The PCV value ranging from 18 to 34 was found from the observed animals. Out of the observed animals, infected animals had a mean PCV value of 19.43% and non-infected animals had 27.14%, and the overall mean PCV value of the study also resulted in 26.69 %. Statistically significant difference (P < 0.05) in mean PCV was observed between infected and non-infected animals.

4.      Discussion

 The study revealed that the prevalence of bovine trypanosomiasis in the area was 5.83% which was relatively in agreement with the previous finding by [10] at Kindo Koysha district of Wolayita zone (6.3%), but it was much lower than the reports of [16] at Humbo District of Wolayita zone (14.2%), [17] at Keto settlement area of south western part of the country (15%). and [18] at Humbo Larena of Wolayitazone (9.3%) and Konsodistrict (11.5%). The difference between reports might be due to the presence of large study time gap, application of relatively well designed methods of tsetse control and disease treatment, expansion of cultivation in the area which indirectly affects flies distribution, expansion of veterinary clinic, and awareness of people towards the control and treatment of the disease.

 The findings of the infection rate with T. congolense in the present study which is57.1% is in the line with the report of [10] at Kindo Koysha district of Wolayita (58%), [3] report form tsetse infested areas of Ethiopia (58.5%), [19] in selected sites of southern region (63.4%) and [9] in West Gojam (54.3%). The increased proportion of infection with T. congolense in the study area may be due to the major cyclic alvectors of the savannah set seflies, (G.moristans and G.palidpes) which are effective in transmitting T. congolense than T. vivax [20] since the study area is located in the tsetse belt of Ethiopia.

——

## EXERCISES TO COMPLETE
A. Translate this sentence from the passage on bovine trypanosomiasis into Spanish: "Statistically significant difference (P < 0.05) in mean PCV was observed between infected and non-infected animals."
B. Quote everything in the passage on bovine trypanosomiasis from "The findings of" down to "belt of Ethiopia.".

## SUPPLIED DATA
——

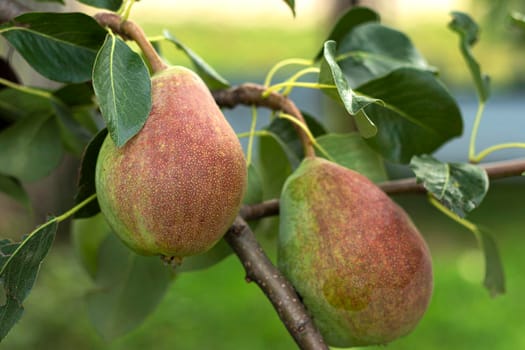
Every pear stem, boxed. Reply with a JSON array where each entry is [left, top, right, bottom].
[[94, 12, 168, 73], [212, 83, 315, 157], [224, 216, 328, 350]]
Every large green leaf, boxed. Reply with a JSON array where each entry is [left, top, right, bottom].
[[336, 23, 434, 89], [0, 220, 58, 340], [87, 234, 173, 339], [315, 6, 379, 60], [317, 133, 388, 182], [0, 114, 64, 181], [93, 33, 151, 147], [75, 129, 108, 218], [359, 68, 463, 163], [319, 41, 379, 137], [448, 11, 490, 101], [0, 174, 32, 212], [0, 12, 106, 82], [78, 0, 122, 11], [164, 30, 230, 90], [410, 155, 489, 217]]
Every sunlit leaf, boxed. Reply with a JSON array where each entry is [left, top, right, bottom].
[[319, 41, 380, 137], [0, 12, 106, 82], [448, 11, 490, 101], [93, 34, 151, 147], [164, 30, 230, 90], [410, 155, 489, 218], [0, 220, 58, 340]]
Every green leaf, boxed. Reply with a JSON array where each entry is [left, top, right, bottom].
[[359, 68, 463, 163], [284, 0, 295, 17], [75, 129, 108, 218], [78, 0, 122, 11], [510, 11, 525, 30], [0, 114, 63, 182], [0, 220, 58, 340], [0, 174, 33, 212], [319, 41, 379, 137], [448, 11, 490, 102], [476, 229, 505, 297], [0, 12, 106, 82], [93, 34, 151, 147], [334, 23, 435, 89], [87, 235, 173, 339], [317, 133, 388, 182], [315, 7, 379, 60], [71, 213, 112, 279], [410, 155, 489, 218], [164, 30, 230, 90]]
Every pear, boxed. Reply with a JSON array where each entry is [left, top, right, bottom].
[[95, 66, 247, 258], [278, 157, 433, 347]]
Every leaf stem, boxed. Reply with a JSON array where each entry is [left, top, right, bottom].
[[264, 58, 313, 87]]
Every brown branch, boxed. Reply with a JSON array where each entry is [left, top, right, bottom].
[[224, 217, 328, 350], [94, 12, 168, 73], [240, 159, 525, 220], [0, 0, 31, 24], [212, 83, 315, 157]]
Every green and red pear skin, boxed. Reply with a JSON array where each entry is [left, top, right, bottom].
[[278, 157, 433, 347], [96, 66, 247, 257]]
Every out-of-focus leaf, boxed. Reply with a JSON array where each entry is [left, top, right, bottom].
[[0, 174, 32, 212], [334, 23, 435, 89], [319, 41, 380, 137], [0, 12, 106, 82], [87, 234, 173, 339], [0, 114, 64, 182], [78, 0, 122, 11], [75, 129, 108, 218], [448, 11, 490, 102], [93, 33, 151, 147], [164, 30, 230, 90], [317, 133, 388, 182], [359, 68, 463, 163], [410, 155, 489, 218], [0, 219, 58, 340], [315, 7, 379, 60]]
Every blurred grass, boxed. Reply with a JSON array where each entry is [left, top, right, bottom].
[[0, 182, 525, 350]]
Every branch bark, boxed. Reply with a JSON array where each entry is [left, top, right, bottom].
[[224, 217, 328, 350]]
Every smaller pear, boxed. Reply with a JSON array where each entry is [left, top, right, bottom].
[[278, 157, 433, 347]]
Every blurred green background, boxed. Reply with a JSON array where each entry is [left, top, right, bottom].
[[0, 0, 525, 350]]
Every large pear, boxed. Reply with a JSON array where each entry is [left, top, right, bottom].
[[278, 157, 433, 347], [96, 67, 246, 257]]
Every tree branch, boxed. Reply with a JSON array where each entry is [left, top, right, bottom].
[[240, 159, 525, 220], [0, 0, 30, 24], [212, 83, 315, 157], [224, 217, 328, 350]]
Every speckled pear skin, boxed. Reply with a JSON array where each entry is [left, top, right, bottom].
[[96, 66, 247, 257], [278, 158, 433, 347]]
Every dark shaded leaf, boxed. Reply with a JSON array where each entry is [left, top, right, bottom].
[[164, 30, 230, 90], [93, 34, 151, 147], [359, 68, 463, 163], [0, 12, 106, 82], [78, 0, 122, 11], [319, 41, 379, 137], [315, 7, 379, 60], [334, 23, 435, 89], [0, 114, 64, 181], [410, 155, 489, 218], [87, 234, 173, 339], [448, 11, 490, 102], [75, 129, 108, 218], [0, 174, 32, 212], [0, 220, 58, 340], [317, 133, 388, 182]]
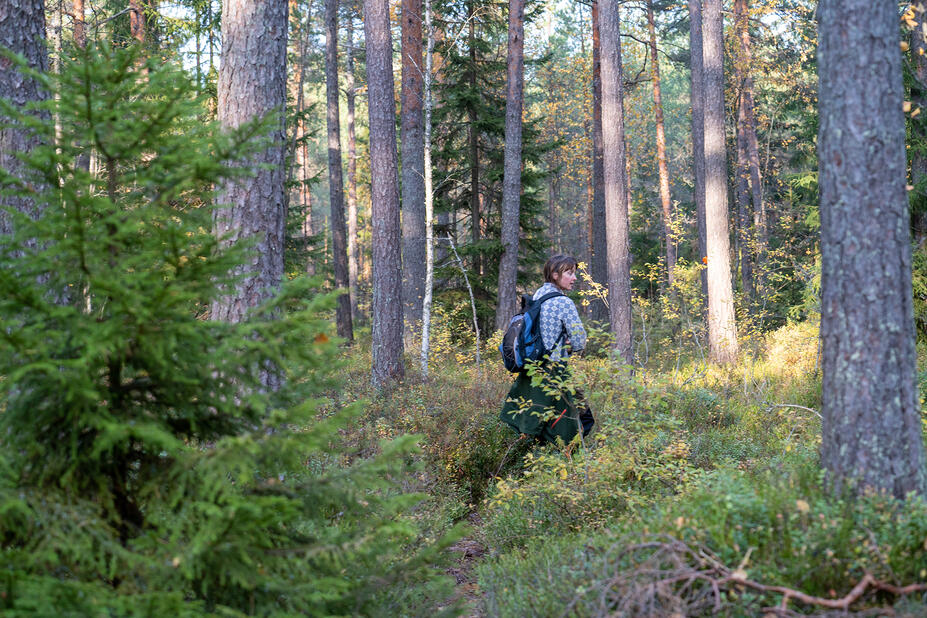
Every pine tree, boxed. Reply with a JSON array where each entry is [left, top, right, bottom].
[[434, 0, 553, 330], [818, 0, 925, 498], [211, 0, 287, 322]]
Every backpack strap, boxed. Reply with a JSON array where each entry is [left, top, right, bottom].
[[535, 292, 563, 305]]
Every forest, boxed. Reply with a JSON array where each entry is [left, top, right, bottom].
[[0, 0, 927, 618]]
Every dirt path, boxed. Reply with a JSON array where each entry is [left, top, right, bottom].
[[447, 513, 486, 618]]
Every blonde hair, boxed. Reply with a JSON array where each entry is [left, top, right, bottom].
[[544, 255, 579, 283]]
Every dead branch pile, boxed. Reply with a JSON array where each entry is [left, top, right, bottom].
[[563, 535, 927, 618]]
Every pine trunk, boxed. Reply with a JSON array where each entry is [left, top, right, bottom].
[[496, 0, 525, 330], [129, 0, 148, 45], [910, 9, 927, 249], [734, 0, 769, 297], [0, 0, 48, 234], [647, 0, 676, 287], [734, 100, 754, 299], [467, 10, 482, 274], [345, 10, 360, 320], [598, 0, 633, 364], [71, 0, 87, 49], [325, 0, 354, 341], [590, 0, 610, 323], [400, 0, 425, 346], [689, 0, 708, 307], [421, 0, 435, 378], [211, 0, 287, 322], [734, 0, 769, 264], [818, 0, 925, 498], [364, 0, 403, 388], [702, 0, 738, 363]]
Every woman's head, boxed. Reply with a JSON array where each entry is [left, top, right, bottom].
[[544, 255, 577, 290]]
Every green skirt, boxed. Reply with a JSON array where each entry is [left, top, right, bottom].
[[499, 364, 593, 444]]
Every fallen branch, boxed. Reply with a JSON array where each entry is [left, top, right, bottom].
[[592, 535, 927, 616], [766, 403, 824, 420]]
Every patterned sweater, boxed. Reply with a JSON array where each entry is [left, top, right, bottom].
[[532, 282, 586, 361]]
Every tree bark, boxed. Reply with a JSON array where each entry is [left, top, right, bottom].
[[211, 0, 287, 322], [421, 0, 435, 378], [345, 8, 360, 320], [647, 0, 676, 287], [129, 0, 148, 45], [71, 0, 87, 49], [818, 0, 925, 498], [496, 0, 525, 330], [734, 0, 769, 270], [591, 0, 610, 323], [467, 8, 482, 273], [702, 0, 738, 363], [0, 0, 48, 234], [734, 0, 768, 298], [364, 0, 404, 388], [734, 100, 754, 299], [400, 0, 425, 346], [910, 1, 927, 249], [325, 0, 354, 341], [689, 0, 708, 308], [598, 0, 633, 364]]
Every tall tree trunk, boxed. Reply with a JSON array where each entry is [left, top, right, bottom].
[[129, 0, 148, 45], [421, 0, 435, 378], [689, 0, 708, 307], [325, 0, 354, 341], [364, 0, 404, 388], [71, 0, 87, 49], [734, 0, 768, 298], [0, 0, 48, 234], [647, 0, 676, 287], [818, 0, 925, 498], [400, 0, 425, 346], [734, 0, 769, 272], [734, 101, 754, 299], [910, 7, 927, 244], [211, 0, 287, 322], [345, 8, 360, 320], [598, 0, 633, 364], [702, 0, 738, 363], [467, 8, 482, 273], [496, 0, 525, 330], [591, 0, 610, 323]]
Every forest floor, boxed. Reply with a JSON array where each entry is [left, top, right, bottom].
[[343, 323, 927, 617]]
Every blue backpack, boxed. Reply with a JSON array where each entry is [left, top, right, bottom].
[[499, 292, 563, 373]]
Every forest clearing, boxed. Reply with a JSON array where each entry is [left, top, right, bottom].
[[0, 0, 927, 618]]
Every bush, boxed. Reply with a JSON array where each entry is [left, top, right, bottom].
[[478, 449, 927, 616], [0, 46, 450, 616]]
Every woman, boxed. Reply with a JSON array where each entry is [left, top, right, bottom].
[[499, 255, 595, 443]]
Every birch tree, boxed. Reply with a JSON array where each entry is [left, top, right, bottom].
[[702, 0, 738, 363], [325, 0, 354, 341]]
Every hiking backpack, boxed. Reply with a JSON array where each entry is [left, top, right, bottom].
[[499, 292, 563, 373]]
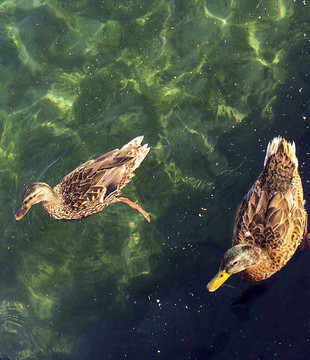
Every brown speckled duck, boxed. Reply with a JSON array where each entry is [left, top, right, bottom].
[[207, 137, 307, 292], [15, 136, 150, 221]]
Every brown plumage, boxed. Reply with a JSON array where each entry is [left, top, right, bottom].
[[15, 136, 150, 221], [208, 137, 307, 291]]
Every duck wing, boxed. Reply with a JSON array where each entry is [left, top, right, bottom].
[[61, 149, 132, 208]]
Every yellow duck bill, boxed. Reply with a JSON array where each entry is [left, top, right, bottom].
[[207, 270, 230, 292], [14, 205, 31, 220]]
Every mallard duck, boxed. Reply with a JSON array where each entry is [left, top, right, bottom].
[[15, 136, 150, 222], [207, 137, 307, 292]]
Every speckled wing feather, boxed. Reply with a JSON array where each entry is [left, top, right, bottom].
[[233, 141, 305, 281], [61, 149, 132, 209]]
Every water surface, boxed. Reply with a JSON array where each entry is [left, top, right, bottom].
[[0, 0, 310, 360]]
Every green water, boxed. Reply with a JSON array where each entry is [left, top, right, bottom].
[[0, 0, 310, 360]]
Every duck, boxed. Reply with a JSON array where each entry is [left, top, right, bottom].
[[15, 136, 150, 222], [207, 136, 309, 292]]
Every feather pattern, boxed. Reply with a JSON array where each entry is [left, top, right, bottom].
[[15, 136, 150, 221]]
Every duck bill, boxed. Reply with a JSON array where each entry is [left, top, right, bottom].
[[14, 204, 31, 220], [207, 270, 230, 292]]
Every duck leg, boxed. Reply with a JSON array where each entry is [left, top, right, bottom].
[[116, 197, 151, 222], [300, 210, 310, 250]]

——

## WRITTEN ANSWERS
A. Se observó una diferencia estadísticamente significativa (P < 0.05) en el PCV medio entre los animales infectados y los no infectados.

B.
The findings of the infection rate with T. congolense in the present study which is57.1% is in the line with the report of [10] at Kindo Koysha district of Wolayita (58%), [3] report form tsetse infested areas of Ethiopia (58.5%), [19] in selected sites of southern region (63.4%) and [9] in West Gojam (54.3%). The increased proportion of infection with T. congolense in the study area may be due to the major cyclic alvectors of the savannah set seflies, (G.moristans and G.palidpes) which are effective in transmitting T. congolense than T. vivax [20] since the study area is located in the tsetse belt of Ethiopia.